##### ENTRIES SHOWN #####
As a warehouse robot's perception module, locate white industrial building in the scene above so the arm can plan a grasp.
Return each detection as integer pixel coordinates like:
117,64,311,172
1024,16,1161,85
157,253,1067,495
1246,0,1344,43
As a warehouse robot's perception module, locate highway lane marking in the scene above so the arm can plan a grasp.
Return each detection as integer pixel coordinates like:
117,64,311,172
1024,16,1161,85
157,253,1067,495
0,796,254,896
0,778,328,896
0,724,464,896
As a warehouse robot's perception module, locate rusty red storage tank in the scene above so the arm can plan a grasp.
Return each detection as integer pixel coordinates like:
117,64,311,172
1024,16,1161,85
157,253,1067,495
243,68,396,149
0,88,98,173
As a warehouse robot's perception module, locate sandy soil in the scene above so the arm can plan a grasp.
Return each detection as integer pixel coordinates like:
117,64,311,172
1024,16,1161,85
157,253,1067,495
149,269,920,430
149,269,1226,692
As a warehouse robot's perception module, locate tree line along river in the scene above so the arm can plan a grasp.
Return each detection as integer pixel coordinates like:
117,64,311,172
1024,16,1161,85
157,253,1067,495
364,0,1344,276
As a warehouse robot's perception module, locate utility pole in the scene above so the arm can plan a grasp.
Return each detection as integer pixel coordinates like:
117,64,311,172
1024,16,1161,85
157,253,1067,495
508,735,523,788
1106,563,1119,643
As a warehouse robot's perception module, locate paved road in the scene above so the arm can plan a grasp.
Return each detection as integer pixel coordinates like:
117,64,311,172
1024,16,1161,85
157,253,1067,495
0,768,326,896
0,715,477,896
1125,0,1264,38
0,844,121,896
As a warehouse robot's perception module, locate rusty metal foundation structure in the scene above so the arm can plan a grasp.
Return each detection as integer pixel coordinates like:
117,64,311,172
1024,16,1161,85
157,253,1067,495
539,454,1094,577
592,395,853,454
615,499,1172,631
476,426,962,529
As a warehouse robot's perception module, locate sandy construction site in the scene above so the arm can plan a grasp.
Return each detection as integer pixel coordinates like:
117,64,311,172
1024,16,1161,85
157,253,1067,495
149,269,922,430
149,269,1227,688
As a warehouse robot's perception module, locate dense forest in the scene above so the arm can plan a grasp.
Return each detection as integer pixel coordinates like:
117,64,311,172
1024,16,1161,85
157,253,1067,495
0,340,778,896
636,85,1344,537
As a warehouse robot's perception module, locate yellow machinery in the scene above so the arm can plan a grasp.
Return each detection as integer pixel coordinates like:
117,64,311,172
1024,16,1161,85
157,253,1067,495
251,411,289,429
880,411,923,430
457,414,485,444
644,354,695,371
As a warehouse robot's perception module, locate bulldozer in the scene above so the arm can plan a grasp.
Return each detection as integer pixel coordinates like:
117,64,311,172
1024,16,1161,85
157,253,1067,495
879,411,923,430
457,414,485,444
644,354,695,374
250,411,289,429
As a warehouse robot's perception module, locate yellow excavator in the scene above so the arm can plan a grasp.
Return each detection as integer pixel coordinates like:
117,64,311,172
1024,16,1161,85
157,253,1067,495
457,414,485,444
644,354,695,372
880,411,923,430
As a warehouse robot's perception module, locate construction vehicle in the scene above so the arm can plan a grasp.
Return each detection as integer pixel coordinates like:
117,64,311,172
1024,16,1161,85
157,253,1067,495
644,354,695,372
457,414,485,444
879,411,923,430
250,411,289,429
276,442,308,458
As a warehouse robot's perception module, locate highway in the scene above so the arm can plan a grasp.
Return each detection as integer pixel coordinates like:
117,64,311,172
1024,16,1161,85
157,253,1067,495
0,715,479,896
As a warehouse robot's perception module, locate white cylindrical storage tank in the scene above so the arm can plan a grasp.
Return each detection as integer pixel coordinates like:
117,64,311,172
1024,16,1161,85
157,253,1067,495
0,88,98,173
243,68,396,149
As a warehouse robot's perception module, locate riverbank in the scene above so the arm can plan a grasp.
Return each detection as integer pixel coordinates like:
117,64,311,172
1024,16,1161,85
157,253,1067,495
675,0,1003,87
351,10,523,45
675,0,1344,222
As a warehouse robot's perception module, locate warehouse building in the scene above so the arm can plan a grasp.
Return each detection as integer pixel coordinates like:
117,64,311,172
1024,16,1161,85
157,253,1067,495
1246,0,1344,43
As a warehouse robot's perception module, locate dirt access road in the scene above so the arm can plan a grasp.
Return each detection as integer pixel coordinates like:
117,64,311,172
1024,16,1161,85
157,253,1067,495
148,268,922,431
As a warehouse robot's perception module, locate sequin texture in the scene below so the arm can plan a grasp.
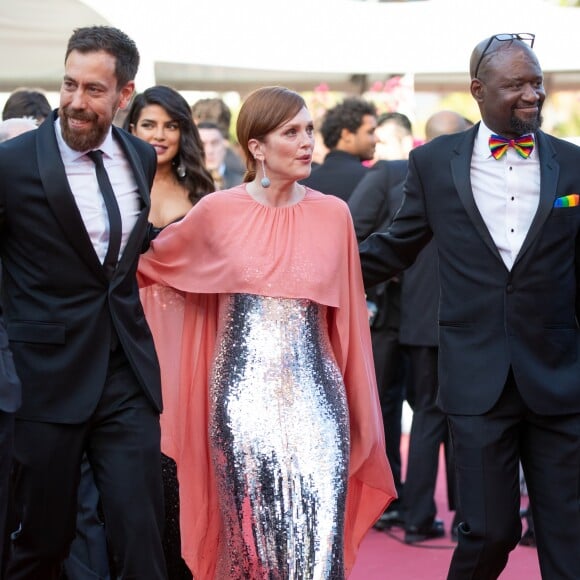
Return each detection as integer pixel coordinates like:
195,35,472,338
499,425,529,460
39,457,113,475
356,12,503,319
209,294,350,580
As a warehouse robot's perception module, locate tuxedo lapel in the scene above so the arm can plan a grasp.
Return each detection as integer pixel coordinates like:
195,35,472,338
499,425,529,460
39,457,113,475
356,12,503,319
36,116,105,279
514,131,560,265
450,125,503,263
113,127,150,278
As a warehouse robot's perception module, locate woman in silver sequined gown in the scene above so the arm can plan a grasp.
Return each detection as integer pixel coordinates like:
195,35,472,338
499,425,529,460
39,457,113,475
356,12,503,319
139,87,394,580
210,294,349,580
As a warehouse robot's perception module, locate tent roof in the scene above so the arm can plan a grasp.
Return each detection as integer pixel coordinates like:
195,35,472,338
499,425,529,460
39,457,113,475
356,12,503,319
0,0,580,92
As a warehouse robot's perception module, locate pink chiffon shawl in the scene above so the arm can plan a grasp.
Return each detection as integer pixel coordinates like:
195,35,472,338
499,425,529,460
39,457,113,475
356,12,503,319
138,185,396,580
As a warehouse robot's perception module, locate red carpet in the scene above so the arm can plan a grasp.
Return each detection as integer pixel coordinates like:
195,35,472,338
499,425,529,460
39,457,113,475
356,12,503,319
349,436,541,580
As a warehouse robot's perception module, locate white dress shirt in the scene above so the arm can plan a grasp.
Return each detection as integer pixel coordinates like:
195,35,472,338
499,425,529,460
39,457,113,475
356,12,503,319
471,122,540,270
55,117,140,263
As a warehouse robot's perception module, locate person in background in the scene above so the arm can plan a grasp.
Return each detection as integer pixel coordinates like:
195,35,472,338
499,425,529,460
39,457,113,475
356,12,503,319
191,97,246,180
0,26,167,580
139,87,395,580
2,88,52,125
360,33,580,580
374,111,415,162
125,86,215,580
399,111,473,544
125,85,215,228
197,121,245,189
302,97,377,201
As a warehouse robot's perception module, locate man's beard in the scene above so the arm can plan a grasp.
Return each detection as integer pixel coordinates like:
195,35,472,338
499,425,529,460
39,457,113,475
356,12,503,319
58,107,109,151
510,113,543,135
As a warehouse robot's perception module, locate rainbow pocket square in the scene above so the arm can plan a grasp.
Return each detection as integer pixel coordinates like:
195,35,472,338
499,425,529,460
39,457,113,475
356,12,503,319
554,193,580,207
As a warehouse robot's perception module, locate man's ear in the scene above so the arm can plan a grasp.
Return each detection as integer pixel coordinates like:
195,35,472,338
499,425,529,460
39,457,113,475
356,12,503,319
469,79,485,103
119,81,135,111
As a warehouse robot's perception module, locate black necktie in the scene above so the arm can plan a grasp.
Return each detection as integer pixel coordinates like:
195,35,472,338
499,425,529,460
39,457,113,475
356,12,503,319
87,149,123,279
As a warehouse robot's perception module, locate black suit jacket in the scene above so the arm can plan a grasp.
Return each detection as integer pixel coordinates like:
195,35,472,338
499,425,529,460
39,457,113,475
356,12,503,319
348,160,407,330
361,126,580,415
301,149,368,201
399,240,439,347
0,112,161,423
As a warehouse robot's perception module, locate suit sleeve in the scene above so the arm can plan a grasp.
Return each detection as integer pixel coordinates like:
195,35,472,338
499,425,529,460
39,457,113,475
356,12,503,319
348,162,389,242
359,151,433,288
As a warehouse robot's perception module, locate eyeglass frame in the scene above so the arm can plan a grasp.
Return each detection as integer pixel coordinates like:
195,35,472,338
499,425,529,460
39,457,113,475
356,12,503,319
473,32,536,79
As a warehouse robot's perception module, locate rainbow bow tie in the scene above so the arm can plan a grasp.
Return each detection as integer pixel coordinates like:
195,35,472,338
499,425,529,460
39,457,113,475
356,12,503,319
489,135,534,159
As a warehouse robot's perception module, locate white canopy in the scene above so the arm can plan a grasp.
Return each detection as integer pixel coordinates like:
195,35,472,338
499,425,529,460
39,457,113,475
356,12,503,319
0,0,580,92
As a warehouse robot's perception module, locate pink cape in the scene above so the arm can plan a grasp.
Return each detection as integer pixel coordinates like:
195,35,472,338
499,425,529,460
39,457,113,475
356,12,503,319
138,185,396,580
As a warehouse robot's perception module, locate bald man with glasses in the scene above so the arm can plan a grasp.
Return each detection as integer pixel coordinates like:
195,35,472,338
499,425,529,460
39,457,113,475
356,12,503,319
360,33,580,580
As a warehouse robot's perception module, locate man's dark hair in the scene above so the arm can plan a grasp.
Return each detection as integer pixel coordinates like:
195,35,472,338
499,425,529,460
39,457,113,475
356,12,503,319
377,111,413,135
320,97,377,149
191,97,232,139
64,26,139,88
2,89,52,123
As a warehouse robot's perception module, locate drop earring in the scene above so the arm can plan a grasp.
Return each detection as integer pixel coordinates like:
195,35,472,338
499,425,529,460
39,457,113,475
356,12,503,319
260,159,271,189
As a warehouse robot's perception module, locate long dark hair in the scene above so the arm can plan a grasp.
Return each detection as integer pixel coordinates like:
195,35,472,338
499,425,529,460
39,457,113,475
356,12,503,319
123,85,215,204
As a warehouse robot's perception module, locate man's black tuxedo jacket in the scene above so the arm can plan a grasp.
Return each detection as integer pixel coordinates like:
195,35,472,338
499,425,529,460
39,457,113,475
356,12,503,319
348,159,407,330
0,112,161,423
361,126,580,415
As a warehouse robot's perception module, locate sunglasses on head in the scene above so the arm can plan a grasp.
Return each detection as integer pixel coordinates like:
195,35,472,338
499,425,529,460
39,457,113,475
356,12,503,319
473,32,536,78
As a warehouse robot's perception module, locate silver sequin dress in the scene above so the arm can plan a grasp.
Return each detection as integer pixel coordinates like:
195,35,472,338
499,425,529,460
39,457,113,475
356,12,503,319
209,294,350,580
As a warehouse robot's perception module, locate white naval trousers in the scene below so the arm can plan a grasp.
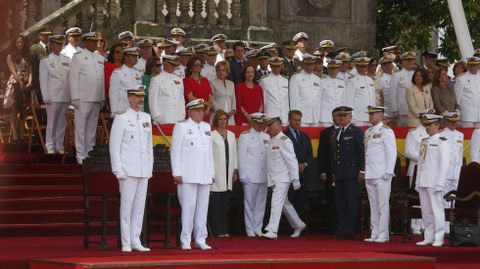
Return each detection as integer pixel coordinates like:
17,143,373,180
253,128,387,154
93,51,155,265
177,183,210,246
45,102,68,152
365,178,392,240
74,102,100,160
417,187,445,242
118,177,148,247
242,182,268,236
265,183,304,233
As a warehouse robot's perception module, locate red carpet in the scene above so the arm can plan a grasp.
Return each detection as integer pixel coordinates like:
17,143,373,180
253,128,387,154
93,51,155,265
0,236,480,269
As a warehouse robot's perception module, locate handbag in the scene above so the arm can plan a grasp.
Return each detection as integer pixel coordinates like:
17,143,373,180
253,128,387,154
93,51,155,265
449,219,480,247
3,75,17,109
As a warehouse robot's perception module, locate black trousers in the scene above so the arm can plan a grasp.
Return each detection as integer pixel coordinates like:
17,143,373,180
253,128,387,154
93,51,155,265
210,191,230,236
335,178,358,238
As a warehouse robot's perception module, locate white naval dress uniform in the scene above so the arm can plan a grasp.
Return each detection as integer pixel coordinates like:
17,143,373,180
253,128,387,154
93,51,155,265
415,133,450,243
365,122,397,242
133,57,147,73
345,74,376,126
69,49,105,162
289,70,321,126
60,43,83,61
388,69,414,126
110,108,153,247
259,73,288,124
470,128,480,163
265,132,305,234
455,72,480,127
109,65,142,117
173,65,187,79
440,128,463,230
320,76,345,127
39,53,70,153
170,118,215,246
148,71,185,124
405,125,428,233
237,128,270,236
377,73,392,109
200,62,217,81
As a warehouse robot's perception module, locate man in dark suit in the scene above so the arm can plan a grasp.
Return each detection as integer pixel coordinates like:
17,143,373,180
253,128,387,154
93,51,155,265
30,27,53,104
282,41,301,79
228,41,247,84
283,110,313,220
331,106,365,240
317,108,340,234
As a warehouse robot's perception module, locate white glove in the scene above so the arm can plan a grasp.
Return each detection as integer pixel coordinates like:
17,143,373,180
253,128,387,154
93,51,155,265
382,173,393,180
72,99,80,109
113,171,127,180
292,179,302,190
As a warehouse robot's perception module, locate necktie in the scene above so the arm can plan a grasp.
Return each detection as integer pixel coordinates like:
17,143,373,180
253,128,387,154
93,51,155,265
337,127,344,141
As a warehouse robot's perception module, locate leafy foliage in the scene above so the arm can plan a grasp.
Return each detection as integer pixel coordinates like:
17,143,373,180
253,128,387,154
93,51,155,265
376,0,480,61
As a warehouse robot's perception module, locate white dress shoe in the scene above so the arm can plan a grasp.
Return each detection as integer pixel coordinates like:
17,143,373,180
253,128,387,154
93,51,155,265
262,232,278,239
417,240,433,246
180,245,192,250
290,223,307,238
132,245,150,252
195,243,212,250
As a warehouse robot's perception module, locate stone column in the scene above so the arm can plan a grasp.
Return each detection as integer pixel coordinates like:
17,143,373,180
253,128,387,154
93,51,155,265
135,0,155,22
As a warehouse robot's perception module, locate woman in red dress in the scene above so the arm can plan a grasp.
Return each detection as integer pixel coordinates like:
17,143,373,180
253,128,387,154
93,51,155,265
235,65,263,125
103,43,123,111
183,56,213,122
#####
:: PROBLEM DETAILS ::
Reproduce the records above word for word. Begin at the line that contains "As a warehouse robot's perception module, locate man in" and stop after the final line of the records.

:: ANSWER TO THIS PROBLEM ::
As a warehouse robot's perception module, locate man in dark suit in the scene above so the arm can plan a grasp.
Return each detection as integer pixel coordinates like:
17,143,373,180
253,128,387,154
93,51,155,265
30,27,53,104
282,41,301,79
228,41,247,84
283,110,313,220
331,106,365,240
317,108,340,234
As a warehouse robot's perception module, locate white glove in the scene above so the arm can plan a grasp.
Return each detection as integer pixel coordinates like:
17,143,373,180
253,128,387,154
93,51,155,265
382,173,393,180
72,99,80,109
113,171,127,180
292,179,302,190
As a warehouse robot's perception module, locate necktie in the scene above so the arm can plan a grasp.
Return each detection as integer pixel coordinates like:
17,143,373,180
253,128,387,154
93,51,155,265
337,127,344,141
As a warehouse robot's perception module, locate leafy foliage in the scene above so the arm can plan a grasp.
Return each detection as integer pixel coordinates like:
17,143,373,180
253,128,387,154
93,51,155,265
376,0,480,61
As a warehouse robot's perception module, locate white dress shoe in the scene above so the arm can plan a grasp.
Return each detection as integer pixel coordinates like:
17,143,373,180
253,128,387,154
93,51,155,265
262,232,278,239
417,240,433,246
180,245,192,250
290,223,307,238
132,245,150,252
195,243,212,250
As a warehouse robot's perception module, locate stone column in the scene above so the arm can plan a grasp.
Return each detection as integer pixel coordinates like:
17,143,373,180
253,128,387,154
93,51,155,265
135,0,155,22
As a warehouse robot's perception module, locate woman in red dress in the scene above so the arm can plan a grasp.
Return each detection as integer pixel coordinates like:
17,143,373,180
253,128,387,154
93,51,155,265
235,65,263,125
103,43,123,111
183,56,213,122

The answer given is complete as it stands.